▸ **Records supplied**

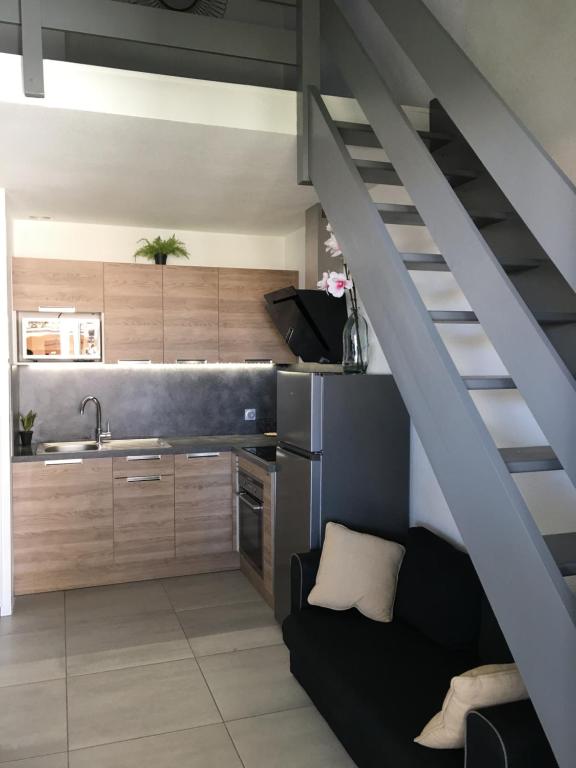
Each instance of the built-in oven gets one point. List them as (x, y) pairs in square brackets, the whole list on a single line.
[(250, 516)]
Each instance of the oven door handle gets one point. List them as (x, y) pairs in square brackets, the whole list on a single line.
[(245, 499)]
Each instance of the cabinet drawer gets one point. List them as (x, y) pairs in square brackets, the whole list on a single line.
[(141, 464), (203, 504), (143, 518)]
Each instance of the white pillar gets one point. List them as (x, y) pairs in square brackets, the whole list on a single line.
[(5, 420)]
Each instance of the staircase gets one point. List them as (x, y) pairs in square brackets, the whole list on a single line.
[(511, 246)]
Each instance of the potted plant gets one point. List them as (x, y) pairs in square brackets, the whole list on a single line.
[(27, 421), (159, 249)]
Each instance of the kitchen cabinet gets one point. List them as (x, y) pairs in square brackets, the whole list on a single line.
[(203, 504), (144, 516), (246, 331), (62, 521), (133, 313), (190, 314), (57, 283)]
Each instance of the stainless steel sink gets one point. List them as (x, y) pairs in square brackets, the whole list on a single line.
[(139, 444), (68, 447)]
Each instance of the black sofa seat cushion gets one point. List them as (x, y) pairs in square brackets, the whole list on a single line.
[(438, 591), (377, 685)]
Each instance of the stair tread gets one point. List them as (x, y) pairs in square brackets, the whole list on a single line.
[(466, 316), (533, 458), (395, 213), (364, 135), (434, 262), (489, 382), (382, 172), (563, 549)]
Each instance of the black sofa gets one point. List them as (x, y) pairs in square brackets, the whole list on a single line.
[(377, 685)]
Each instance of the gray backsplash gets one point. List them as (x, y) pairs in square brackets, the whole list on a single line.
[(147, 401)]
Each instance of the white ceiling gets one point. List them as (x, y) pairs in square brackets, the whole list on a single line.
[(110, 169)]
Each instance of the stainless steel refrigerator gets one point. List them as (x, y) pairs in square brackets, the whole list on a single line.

--

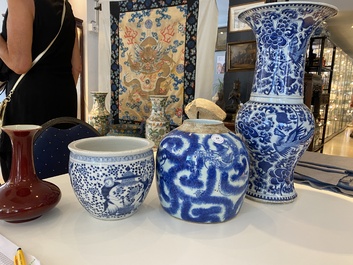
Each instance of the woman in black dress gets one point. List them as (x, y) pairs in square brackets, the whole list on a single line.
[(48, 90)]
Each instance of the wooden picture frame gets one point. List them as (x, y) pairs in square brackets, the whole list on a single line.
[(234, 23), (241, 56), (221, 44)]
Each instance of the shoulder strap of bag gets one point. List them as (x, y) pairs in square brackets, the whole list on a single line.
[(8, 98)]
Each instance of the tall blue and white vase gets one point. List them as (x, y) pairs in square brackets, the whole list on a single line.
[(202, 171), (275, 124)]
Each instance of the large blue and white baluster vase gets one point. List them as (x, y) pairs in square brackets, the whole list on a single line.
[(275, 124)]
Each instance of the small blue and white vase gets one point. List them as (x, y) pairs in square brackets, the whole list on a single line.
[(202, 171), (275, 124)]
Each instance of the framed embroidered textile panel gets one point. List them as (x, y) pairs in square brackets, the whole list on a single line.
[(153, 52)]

==

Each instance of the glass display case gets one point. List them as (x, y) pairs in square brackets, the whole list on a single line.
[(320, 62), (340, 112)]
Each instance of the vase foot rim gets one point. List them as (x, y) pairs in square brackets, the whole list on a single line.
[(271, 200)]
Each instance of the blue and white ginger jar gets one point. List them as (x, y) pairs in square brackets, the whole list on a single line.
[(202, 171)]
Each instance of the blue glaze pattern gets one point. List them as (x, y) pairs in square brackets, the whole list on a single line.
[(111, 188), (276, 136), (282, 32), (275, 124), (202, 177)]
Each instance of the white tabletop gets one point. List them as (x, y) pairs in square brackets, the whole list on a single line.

▸ **Action item**
All lines above from the one holding "Each instance of the black sofa gets" to the one holding "Each instance of the stainless steel refrigerator", inclusive, are to be copied exactly; no other line is wanted.

▸ **Answer box**
Each instance of the black sofa gets one point. List them as (x, y) pairs in square brackets, the whole list on a single line.
[(377, 685)]
Each instance of the gray backsplash gets one point. List them as (x, y) pairs in square brackets, the whole list on a single line.
[(147, 401)]
Each instance of the white ceiling gets one point. List them as (x, y) pairs in square brackets, the whole list on a single line.
[(110, 169)]
Each instance of the stainless steel refrigerator gets one point. List them as (x, y) pairs in square brackets, the whole list on a single line.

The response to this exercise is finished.